"""
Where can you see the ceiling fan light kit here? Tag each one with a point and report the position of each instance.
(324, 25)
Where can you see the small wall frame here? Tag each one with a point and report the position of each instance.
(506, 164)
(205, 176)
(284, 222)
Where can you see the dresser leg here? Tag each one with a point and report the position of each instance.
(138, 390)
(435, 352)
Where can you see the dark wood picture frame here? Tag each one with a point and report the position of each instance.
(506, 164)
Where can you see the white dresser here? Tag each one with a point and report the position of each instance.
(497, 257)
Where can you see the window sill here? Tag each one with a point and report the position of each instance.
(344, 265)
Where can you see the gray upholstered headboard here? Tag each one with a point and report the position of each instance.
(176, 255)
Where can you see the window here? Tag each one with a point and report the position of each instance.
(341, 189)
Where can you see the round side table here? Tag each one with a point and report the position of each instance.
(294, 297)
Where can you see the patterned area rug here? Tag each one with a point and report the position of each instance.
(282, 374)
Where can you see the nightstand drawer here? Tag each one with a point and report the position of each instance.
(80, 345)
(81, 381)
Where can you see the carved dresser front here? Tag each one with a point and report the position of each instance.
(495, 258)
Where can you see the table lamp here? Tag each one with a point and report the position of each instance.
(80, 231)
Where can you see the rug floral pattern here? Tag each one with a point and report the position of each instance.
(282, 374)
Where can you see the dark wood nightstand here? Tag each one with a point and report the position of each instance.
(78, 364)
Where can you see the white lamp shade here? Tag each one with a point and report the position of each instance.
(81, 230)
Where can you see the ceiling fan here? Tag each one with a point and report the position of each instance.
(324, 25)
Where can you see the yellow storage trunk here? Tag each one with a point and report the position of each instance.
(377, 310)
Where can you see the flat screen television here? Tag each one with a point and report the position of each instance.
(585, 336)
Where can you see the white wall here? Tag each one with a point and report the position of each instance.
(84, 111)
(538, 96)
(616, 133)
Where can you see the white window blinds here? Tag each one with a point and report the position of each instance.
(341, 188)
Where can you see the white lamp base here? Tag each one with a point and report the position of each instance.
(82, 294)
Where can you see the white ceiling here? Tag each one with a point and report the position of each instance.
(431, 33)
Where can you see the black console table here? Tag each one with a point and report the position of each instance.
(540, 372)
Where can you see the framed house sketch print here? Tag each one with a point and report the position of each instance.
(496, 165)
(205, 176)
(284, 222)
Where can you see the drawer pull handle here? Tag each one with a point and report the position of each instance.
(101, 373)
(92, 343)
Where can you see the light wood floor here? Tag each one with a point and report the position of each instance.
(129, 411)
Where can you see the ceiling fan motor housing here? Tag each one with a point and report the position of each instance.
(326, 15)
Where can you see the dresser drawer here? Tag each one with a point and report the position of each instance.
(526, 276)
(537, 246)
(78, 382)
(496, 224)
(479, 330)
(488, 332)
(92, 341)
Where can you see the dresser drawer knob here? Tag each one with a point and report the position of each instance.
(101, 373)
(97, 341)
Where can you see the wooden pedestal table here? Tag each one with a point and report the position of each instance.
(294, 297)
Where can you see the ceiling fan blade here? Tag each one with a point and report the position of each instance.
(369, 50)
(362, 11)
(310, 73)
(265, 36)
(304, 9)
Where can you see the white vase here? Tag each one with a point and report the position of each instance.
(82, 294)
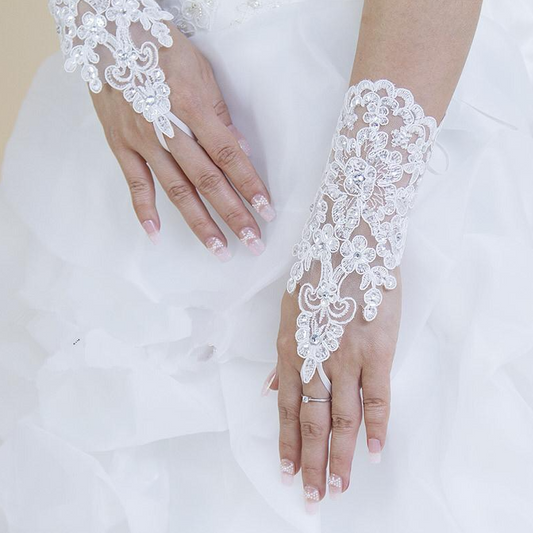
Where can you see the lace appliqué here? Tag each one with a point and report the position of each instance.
(190, 16)
(108, 24)
(358, 221)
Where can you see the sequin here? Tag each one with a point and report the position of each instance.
(358, 222)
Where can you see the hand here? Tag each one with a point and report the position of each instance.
(362, 362)
(216, 166)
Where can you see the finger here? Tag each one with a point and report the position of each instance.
(346, 414)
(222, 112)
(224, 150)
(375, 382)
(289, 400)
(141, 185)
(212, 184)
(315, 425)
(185, 197)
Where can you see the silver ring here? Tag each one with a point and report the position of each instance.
(307, 399)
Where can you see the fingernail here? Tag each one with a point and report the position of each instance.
(312, 499)
(151, 230)
(218, 249)
(335, 486)
(374, 451)
(243, 143)
(263, 207)
(252, 241)
(268, 381)
(287, 472)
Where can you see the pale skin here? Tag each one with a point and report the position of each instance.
(421, 45)
(418, 44)
(213, 167)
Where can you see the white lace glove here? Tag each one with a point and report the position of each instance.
(355, 236)
(118, 40)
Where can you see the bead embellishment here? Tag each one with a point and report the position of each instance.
(88, 28)
(358, 222)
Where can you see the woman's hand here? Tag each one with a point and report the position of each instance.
(215, 166)
(362, 362)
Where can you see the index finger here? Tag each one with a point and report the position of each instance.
(225, 151)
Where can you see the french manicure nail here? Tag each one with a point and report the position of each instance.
(287, 472)
(218, 249)
(252, 241)
(268, 381)
(312, 499)
(335, 486)
(243, 143)
(263, 207)
(374, 451)
(151, 230)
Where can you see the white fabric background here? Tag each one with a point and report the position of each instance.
(139, 427)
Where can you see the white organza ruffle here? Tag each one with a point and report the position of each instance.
(130, 375)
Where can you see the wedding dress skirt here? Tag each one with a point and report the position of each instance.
(130, 375)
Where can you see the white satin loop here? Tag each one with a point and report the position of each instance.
(323, 377)
(179, 124)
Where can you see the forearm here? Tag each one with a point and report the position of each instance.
(418, 44)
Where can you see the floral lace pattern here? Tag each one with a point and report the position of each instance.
(358, 222)
(88, 27)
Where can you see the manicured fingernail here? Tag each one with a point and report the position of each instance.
(243, 143)
(268, 381)
(335, 486)
(263, 207)
(250, 239)
(287, 472)
(312, 499)
(151, 230)
(218, 249)
(374, 451)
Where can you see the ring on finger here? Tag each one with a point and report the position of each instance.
(307, 399)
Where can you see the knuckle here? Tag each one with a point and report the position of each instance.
(138, 186)
(376, 410)
(338, 459)
(208, 182)
(234, 217)
(199, 226)
(225, 155)
(288, 414)
(221, 108)
(312, 430)
(179, 192)
(344, 423)
(249, 182)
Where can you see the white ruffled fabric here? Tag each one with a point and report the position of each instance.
(130, 375)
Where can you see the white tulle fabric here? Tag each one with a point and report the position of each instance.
(356, 233)
(124, 31)
(130, 375)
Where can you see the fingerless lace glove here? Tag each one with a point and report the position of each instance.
(119, 40)
(355, 235)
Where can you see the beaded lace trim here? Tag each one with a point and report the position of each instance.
(88, 27)
(358, 221)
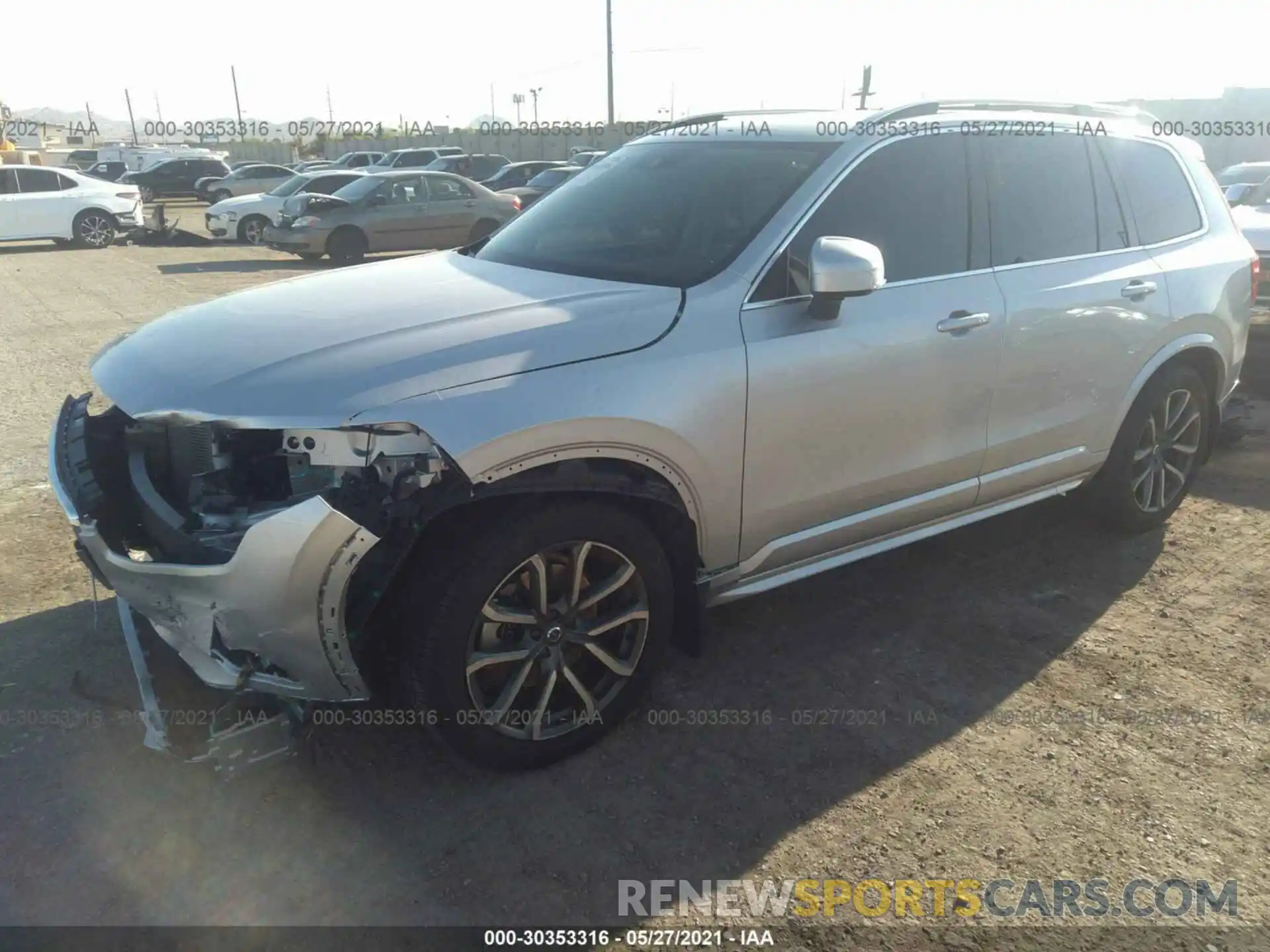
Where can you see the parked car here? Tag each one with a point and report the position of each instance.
"""
▸ TASK TO CARRY OUT
Please set out the records from the line containing "Where can you see the floral" through the end of the records as a Markdown table with the columns Row and Line, skipping blank lines. Leave the pictures out.

▸ SOLVED EXERCISE
| Row | Line |
|---|---|
| 1 | Where can you see the floral lace pattern here? Tag each one with a point and report the position of each instance. |
| 2 | (358, 222) |
| 3 | (88, 27) |
| 4 | Where can you see the manicured fingernail here? Tag each one with a point and report the position of each instance. |
| 5 | (243, 143) |
| 6 | (268, 381) |
| 7 | (335, 486) |
| 8 | (263, 207) |
| 9 | (250, 239) |
| 10 | (287, 472) |
| 11 | (312, 499) |
| 12 | (151, 230) |
| 13 | (218, 249) |
| 14 | (374, 451) |
| 15 | Where can you see the ring on finger here? Tag each one with a point and report the position of each instance. |
| 16 | (307, 399) |
| 17 | Where can you see the knuckle here? Tag each one with a point and report the position of each instance. |
| 18 | (138, 186) |
| 19 | (376, 410) |
| 20 | (338, 459) |
| 21 | (208, 182) |
| 22 | (234, 217) |
| 23 | (199, 226) |
| 24 | (225, 155) |
| 25 | (288, 414) |
| 26 | (221, 108) |
| 27 | (312, 430) |
| 28 | (179, 192) |
| 29 | (344, 423) |
| 30 | (249, 182) |
| 31 | Where can you see the white ruffled fabric here? Tag each one with a point and report the position of each instance. |
| 32 | (130, 375) |
| 33 | Where can you see the white tulle fabric here? Tag each one with a point and report the position of each instance. |
| 34 | (356, 233) |
| 35 | (124, 31) |
| 36 | (130, 375) |
| 37 | Where can you see the fingerless lace glove here? Tag each one with a point and report the position of each instance. |
| 38 | (119, 40) |
| 39 | (355, 235) |
| 40 | Where can you see the beaded lace trim here? Tag each one with a point and report the position of each instance. |
| 41 | (88, 27) |
| 42 | (358, 221) |
| 43 | Where can you see the parked car here? Tag each one with a point and report the position of each instance. |